Given records –
##############################

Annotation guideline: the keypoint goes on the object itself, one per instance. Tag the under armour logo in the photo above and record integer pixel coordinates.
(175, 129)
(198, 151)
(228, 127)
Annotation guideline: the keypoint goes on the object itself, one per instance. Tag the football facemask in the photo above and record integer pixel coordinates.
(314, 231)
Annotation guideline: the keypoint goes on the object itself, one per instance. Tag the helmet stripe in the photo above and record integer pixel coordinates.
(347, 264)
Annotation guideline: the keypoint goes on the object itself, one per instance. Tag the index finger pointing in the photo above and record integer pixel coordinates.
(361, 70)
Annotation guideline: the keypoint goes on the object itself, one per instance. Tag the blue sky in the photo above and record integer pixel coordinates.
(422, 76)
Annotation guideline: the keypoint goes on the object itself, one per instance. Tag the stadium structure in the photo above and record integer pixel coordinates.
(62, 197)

##############################

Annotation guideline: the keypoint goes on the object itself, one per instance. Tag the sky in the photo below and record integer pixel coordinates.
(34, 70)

##############################

What the task asks – Copy out every line of the data above that contains the word "object".

Exercise answer –
Annotation guideline: the keypoint goes on the object itself, one per instance. Tag the under armour logo in the photo above and record integer pixel coordinates.
Annotation guideline: the keypoint goes on the object itself, one per instance. Tag the football facemask in the photo above and record integer pixel coordinates.
Annotation guideline: the keypoint goes on the object itself, one per instance. Tag the helmet stripe in the photo above and record integer pixel coordinates.
Annotation guideline: the keypoint goes on the object itself, one per instance. Tag the index finger pointing in the photo above and record integer pixel coordinates.
Annotation guideline: the keypoint goes on the object itself, one per instance. Tag the blue sky in the photo above and record integer pixel coordinates.
Annotation guideline: the keypoint goes on the object itself, one per instance. Tag the stadium structure in the photo above and record integer pixel coordinates.
Annotation guideline: the keypoint goes on the object itself, one per instance. Tag the sky in the photo below and record integer pixel coordinates.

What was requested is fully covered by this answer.